## PROBLEM TO WORK ON
Search the records for the string "below", then copy each line that has it.
(Beginning of MATERIAL FOR THIS EXERCISE)
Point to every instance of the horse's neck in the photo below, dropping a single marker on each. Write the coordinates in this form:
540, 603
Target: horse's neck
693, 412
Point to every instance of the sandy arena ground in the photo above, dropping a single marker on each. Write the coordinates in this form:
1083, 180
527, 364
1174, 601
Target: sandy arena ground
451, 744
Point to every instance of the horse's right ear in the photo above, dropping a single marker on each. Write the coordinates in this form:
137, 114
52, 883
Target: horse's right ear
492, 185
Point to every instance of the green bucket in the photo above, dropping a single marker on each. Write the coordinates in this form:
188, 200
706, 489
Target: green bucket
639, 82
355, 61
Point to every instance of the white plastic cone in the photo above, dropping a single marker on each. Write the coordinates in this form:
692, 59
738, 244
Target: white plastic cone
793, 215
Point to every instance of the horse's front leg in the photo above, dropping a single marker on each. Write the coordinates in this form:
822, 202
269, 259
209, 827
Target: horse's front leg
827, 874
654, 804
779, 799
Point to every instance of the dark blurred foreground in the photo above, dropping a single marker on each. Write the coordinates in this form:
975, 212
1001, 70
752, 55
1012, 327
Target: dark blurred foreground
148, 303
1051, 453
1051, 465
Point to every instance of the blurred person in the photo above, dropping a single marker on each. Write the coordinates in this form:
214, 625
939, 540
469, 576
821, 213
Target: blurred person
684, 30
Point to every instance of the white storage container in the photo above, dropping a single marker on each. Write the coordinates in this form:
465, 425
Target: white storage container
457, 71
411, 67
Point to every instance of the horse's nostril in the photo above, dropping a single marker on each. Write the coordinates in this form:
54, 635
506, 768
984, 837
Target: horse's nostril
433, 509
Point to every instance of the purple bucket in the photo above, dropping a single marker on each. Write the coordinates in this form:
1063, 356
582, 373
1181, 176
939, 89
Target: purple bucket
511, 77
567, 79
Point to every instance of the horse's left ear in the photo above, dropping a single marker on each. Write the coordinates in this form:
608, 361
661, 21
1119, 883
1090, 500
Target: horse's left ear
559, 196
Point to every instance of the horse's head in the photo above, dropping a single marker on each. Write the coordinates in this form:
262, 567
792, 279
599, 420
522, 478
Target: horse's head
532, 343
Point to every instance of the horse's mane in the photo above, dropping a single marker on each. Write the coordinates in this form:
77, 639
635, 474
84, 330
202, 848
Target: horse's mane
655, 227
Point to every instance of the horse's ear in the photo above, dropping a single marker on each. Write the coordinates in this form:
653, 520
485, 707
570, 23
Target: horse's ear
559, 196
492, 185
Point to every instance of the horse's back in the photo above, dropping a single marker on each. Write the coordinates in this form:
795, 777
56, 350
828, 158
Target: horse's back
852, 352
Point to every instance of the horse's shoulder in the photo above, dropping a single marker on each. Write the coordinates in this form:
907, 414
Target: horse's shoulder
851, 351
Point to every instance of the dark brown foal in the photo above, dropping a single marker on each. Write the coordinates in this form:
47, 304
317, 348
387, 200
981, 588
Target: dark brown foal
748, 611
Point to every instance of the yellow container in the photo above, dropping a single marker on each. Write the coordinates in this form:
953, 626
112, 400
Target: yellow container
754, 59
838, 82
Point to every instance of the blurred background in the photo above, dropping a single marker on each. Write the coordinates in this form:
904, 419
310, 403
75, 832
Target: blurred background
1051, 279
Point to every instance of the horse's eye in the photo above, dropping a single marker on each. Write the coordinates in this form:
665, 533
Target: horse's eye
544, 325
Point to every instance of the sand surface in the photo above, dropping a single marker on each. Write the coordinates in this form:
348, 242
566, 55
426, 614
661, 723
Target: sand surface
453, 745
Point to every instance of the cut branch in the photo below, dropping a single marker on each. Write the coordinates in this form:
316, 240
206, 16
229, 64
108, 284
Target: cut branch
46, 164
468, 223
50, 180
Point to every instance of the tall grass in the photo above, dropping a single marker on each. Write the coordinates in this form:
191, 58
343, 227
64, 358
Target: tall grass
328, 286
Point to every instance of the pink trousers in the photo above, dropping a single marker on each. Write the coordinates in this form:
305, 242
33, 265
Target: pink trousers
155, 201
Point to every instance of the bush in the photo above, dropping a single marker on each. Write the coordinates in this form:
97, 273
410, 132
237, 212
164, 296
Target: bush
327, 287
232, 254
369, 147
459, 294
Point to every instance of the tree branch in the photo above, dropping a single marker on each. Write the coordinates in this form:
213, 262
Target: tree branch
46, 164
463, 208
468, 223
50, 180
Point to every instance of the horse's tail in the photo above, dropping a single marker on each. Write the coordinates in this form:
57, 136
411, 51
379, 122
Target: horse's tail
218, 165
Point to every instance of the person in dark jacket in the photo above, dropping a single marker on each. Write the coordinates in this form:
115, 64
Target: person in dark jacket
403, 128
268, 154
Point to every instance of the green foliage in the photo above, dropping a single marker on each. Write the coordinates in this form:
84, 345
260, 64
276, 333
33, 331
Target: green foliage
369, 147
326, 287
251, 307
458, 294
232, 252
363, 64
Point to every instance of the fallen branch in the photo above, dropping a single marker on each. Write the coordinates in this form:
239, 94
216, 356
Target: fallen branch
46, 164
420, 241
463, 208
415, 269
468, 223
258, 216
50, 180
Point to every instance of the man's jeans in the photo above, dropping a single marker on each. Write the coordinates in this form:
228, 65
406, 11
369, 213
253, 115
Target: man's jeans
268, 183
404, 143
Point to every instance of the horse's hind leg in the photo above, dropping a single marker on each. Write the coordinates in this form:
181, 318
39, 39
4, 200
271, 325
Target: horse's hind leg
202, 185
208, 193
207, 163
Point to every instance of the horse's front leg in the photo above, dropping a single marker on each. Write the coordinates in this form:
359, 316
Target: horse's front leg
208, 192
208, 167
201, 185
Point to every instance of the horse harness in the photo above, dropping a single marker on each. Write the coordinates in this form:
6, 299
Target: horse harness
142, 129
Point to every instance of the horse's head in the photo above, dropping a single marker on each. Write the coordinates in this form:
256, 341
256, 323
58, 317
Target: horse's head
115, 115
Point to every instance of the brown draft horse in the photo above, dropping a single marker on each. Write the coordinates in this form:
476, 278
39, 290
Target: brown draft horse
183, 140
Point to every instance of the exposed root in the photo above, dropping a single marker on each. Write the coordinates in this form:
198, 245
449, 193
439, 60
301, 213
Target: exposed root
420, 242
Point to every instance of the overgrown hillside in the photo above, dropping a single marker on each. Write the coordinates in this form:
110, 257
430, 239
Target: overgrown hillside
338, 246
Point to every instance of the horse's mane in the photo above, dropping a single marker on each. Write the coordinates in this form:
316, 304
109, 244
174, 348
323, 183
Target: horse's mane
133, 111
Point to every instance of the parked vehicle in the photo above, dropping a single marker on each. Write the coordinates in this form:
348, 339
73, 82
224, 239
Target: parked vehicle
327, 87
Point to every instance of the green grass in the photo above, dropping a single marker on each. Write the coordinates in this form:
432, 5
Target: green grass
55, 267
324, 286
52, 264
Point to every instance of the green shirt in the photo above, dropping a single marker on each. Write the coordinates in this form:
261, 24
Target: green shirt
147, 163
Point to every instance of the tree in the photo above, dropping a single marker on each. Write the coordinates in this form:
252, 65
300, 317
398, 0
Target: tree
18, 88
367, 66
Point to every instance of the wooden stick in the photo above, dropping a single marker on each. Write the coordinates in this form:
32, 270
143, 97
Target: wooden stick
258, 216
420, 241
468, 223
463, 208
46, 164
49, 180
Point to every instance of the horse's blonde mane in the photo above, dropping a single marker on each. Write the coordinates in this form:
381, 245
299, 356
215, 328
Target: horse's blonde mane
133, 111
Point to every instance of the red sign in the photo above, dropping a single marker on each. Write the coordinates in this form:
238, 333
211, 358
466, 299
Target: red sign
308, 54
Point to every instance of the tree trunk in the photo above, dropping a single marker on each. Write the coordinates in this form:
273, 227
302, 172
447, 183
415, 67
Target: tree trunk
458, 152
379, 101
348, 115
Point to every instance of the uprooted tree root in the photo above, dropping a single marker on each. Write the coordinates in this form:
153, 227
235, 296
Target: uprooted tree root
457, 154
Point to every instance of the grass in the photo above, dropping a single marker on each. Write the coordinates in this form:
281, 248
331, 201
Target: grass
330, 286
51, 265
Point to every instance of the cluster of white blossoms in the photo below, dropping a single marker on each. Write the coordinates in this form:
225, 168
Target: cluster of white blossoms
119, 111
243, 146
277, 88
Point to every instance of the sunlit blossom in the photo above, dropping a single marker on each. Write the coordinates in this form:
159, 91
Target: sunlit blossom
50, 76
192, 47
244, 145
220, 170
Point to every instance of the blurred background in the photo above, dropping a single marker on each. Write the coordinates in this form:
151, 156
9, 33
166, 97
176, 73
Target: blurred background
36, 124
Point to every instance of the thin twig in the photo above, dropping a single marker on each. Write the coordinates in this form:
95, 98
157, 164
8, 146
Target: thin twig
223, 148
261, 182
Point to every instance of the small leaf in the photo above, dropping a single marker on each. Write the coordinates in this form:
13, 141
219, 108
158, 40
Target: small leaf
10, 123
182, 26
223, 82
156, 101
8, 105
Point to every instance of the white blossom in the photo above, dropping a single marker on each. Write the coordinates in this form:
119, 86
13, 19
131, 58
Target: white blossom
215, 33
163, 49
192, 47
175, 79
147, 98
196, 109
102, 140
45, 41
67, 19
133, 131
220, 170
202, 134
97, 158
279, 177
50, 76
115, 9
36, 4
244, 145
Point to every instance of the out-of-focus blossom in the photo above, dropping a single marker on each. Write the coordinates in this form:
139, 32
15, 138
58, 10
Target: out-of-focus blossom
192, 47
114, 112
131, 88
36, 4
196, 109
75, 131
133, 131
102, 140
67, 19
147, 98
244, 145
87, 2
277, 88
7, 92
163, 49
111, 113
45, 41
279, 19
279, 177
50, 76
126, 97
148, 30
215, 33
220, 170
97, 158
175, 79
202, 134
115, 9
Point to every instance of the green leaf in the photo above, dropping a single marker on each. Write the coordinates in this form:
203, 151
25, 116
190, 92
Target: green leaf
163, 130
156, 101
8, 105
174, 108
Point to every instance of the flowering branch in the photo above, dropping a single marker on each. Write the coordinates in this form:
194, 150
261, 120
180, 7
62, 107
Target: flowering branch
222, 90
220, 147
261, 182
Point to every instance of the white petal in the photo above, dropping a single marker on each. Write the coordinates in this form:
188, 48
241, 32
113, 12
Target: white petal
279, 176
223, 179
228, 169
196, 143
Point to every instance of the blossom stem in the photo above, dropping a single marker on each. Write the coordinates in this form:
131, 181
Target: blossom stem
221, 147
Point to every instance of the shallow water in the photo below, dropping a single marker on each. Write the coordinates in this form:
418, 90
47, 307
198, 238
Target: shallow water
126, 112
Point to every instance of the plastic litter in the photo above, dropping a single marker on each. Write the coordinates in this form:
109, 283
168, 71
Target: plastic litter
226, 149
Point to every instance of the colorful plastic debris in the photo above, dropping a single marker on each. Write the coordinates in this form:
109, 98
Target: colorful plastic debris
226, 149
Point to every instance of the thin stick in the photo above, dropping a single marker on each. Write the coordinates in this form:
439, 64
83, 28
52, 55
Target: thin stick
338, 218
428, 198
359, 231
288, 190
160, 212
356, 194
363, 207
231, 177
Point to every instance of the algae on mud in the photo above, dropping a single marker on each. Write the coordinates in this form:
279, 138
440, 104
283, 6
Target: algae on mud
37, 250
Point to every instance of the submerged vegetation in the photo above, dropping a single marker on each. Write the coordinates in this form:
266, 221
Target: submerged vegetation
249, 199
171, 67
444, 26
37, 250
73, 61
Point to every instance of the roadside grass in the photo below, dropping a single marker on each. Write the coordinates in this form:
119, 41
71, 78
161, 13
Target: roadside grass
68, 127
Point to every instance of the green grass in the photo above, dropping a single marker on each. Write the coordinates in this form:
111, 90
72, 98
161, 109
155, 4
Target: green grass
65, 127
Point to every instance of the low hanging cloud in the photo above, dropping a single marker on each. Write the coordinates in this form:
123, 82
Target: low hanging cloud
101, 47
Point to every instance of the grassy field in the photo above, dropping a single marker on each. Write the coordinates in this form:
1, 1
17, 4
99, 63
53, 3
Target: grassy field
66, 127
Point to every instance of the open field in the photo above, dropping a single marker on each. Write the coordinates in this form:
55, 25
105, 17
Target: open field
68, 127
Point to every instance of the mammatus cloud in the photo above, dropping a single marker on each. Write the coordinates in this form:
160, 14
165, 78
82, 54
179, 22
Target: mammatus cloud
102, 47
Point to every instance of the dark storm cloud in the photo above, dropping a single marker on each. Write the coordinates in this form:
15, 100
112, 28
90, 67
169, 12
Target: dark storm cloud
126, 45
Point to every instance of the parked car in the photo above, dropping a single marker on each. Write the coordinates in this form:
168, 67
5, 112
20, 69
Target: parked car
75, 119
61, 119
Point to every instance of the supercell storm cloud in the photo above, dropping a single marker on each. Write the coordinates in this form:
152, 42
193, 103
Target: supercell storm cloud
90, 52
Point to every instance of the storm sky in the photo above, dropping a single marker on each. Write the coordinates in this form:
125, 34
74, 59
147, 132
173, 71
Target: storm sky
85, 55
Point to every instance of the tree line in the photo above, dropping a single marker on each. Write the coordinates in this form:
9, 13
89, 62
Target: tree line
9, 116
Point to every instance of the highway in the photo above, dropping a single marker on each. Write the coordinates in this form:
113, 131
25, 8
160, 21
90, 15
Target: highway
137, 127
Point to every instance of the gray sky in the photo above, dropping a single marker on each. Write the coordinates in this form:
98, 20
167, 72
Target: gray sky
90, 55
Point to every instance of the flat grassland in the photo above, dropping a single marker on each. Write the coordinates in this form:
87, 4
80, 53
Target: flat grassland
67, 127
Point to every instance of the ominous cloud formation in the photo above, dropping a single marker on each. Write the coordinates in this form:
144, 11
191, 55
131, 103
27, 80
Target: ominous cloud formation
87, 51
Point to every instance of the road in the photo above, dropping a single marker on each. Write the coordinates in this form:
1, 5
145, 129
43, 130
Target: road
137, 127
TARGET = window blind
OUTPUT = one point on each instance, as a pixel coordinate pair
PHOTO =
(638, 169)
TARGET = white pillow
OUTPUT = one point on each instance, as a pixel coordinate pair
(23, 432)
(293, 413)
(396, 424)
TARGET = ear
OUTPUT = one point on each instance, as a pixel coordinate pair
(End of MATERIAL FOR THIS EXERCISE)
## RESULT FOR THIS EXERCISE
Point to every instance of the horse's neck in the photo below, dropping a single marker on each. Write the coordinates in this form:
Point to every instance of the cut branch in the photo below, dropping a single marker on each. Write the coordinates in this form:
Point to every instance of the cluster of white blossoms in the photo below, dropping a single marker on each. Write the coordinates in this form:
Point to every instance of the shallow water in the photo below, dropping a single marker on each. Write the coordinates in this form:
Point to every instance of the roadside grass in the photo below, dropping a single marker on each. Write the coordinates in this form:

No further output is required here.